_Aim:_
Exactly and only the lines from the one with "chrome faucet, then" through the end of the listing are to be transcribed, both ends included.

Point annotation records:
---------------

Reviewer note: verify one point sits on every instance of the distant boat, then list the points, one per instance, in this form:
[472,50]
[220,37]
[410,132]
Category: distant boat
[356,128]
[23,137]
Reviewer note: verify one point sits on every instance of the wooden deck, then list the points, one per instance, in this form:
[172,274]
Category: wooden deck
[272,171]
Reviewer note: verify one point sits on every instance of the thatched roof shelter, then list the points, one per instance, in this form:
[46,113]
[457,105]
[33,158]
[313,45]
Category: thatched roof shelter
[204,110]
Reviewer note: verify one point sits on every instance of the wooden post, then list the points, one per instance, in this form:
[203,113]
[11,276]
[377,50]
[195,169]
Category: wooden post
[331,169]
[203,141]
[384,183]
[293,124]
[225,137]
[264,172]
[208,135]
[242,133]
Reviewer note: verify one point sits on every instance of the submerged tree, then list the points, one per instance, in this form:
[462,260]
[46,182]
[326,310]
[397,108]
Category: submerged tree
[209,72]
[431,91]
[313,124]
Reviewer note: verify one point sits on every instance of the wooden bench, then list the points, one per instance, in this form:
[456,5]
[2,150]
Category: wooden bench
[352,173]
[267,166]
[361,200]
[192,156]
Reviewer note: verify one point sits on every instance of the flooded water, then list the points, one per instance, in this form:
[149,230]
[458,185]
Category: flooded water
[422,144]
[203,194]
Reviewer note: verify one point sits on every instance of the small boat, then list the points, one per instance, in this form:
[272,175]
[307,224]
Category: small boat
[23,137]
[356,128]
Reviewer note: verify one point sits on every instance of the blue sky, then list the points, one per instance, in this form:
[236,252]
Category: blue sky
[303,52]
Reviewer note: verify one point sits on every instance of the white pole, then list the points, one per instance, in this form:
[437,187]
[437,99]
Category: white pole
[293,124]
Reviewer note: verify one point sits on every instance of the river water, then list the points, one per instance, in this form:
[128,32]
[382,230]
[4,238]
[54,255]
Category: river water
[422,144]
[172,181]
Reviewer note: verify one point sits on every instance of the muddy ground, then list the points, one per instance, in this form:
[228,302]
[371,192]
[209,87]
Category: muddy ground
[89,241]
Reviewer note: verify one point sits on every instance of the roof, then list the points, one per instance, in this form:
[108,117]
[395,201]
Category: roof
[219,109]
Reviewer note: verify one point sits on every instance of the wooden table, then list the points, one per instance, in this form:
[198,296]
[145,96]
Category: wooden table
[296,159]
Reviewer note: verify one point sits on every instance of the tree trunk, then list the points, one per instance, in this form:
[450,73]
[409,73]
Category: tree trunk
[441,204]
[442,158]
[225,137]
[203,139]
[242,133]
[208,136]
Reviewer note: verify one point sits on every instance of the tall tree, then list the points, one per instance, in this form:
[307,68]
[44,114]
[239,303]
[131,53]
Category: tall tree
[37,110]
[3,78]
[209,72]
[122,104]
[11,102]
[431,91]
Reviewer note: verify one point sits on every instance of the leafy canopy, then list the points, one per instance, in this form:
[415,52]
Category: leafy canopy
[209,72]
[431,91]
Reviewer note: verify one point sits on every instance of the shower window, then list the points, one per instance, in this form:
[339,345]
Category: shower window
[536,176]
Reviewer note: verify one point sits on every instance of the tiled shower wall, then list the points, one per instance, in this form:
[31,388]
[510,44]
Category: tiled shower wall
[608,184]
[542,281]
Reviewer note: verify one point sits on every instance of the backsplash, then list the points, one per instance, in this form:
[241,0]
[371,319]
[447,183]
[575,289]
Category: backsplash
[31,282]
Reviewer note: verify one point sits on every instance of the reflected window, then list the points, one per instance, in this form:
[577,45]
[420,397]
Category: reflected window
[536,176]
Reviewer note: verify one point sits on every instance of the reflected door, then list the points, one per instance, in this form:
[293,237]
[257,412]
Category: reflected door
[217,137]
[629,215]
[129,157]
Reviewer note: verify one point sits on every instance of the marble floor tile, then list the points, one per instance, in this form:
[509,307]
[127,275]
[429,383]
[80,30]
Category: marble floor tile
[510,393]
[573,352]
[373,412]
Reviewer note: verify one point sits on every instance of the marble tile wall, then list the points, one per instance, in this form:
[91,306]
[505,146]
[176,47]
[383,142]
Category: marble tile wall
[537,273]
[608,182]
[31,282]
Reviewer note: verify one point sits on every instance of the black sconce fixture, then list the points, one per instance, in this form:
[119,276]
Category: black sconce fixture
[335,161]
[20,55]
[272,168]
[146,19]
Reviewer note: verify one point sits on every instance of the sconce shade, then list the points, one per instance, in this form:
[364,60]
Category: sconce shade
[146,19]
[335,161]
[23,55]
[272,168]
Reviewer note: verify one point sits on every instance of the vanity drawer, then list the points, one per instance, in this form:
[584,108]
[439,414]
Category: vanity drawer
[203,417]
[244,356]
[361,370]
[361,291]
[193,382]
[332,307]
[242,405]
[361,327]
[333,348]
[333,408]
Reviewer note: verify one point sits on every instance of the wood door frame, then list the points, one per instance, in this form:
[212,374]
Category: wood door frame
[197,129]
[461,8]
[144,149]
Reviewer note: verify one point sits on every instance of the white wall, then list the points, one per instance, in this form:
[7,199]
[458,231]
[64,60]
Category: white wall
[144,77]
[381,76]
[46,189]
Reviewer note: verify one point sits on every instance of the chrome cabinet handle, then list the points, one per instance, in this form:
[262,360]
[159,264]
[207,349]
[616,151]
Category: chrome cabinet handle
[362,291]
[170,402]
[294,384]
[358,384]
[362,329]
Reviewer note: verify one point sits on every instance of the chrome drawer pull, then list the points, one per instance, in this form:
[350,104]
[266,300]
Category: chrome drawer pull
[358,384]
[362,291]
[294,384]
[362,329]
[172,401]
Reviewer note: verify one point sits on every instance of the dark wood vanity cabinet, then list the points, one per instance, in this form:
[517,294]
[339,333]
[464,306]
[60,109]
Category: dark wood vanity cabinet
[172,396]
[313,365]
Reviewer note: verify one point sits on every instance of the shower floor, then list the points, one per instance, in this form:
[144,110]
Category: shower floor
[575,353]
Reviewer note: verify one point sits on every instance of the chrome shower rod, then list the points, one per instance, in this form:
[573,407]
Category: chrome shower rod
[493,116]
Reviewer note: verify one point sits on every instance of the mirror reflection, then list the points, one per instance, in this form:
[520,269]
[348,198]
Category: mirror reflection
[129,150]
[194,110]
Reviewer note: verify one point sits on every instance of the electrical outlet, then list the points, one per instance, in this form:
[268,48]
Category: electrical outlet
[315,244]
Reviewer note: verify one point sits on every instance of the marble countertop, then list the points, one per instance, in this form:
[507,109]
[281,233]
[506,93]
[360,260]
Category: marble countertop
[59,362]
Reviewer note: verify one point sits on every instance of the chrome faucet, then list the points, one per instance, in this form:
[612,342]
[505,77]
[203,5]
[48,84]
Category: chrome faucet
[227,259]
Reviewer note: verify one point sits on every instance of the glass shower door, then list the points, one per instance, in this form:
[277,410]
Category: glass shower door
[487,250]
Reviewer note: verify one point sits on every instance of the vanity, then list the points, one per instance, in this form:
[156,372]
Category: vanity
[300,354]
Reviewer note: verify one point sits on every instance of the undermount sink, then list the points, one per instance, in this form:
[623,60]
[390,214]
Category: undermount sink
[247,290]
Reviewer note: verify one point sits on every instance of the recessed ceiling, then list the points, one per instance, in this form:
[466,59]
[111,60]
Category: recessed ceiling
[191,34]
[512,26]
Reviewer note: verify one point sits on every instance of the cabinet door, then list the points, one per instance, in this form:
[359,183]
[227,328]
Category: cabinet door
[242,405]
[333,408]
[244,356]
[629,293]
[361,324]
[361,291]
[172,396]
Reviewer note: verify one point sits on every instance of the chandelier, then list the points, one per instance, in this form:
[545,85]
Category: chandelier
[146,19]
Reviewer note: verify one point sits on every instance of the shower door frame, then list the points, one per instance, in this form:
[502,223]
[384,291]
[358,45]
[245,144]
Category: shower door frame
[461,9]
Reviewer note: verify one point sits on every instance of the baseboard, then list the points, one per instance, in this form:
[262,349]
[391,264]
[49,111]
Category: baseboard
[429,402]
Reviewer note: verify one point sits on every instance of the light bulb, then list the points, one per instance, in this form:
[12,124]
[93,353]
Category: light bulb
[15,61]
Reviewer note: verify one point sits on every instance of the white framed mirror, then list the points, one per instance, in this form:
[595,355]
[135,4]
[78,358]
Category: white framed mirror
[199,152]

---------------

_Exercise response:_
Reviewer note: verify one point sits on every instance of the chrome faucet, then list the points, one per instance, in this form:
[612,342]
[505,77]
[203,5]
[48,84]
Category: chrome faucet
[227,259]
Reviewer note: verify one point sits on every instance of the glass shower door, then list the points, one per instance, in this form:
[277,410]
Category: glass shower door
[487,250]
Reviewer note: verify one point sits on every instance of the vanity, then list the points, one per instance, in this form:
[156,372]
Category: vanity
[300,354]
Reviewer note: verify one point sits on every instance of the undermount sink, then list the points, one per instance, in this form:
[623,60]
[390,214]
Category: undermount sink
[247,290]
Reviewer note: verify one point sits on every instance of the recessed ceiling, then list the points, one per instance, in this form:
[466,59]
[111,60]
Category: recessed ceiling
[191,34]
[512,26]
Reviewer note: verify one point sits on every instance of the cabinet door, then list the points, one per instance, in this form:
[359,183]
[227,328]
Category: cabinet door
[242,405]
[333,408]
[244,356]
[629,293]
[361,324]
[361,291]
[172,396]
Reviewer note: verify one point sits on every instance of the chandelier, then list the points, one per instance, in this form:
[545,85]
Category: chandelier
[146,19]
Reviewer note: verify one point sits on every instance of the shower door frame, then list the points, one per instance, in this form:
[502,223]
[384,291]
[358,45]
[245,144]
Category: shower door frame
[461,9]
Reviewer note: verify one point sits on every instance of the baseboard, then list the points, one per instance, in this form:
[262,349]
[391,264]
[49,111]
Category: baseboard
[429,402]
Reviewer note: verify one point sits on every instance of the light bulb, then list the points, one per instance, in this form:
[12,124]
[93,353]
Category: light bulb
[15,61]
Reviewer note: verify one point sits on every instance of the white framed mirror, then list the points, one per instance, in this form:
[595,355]
[135,4]
[78,358]
Category: white framed mirror
[199,152]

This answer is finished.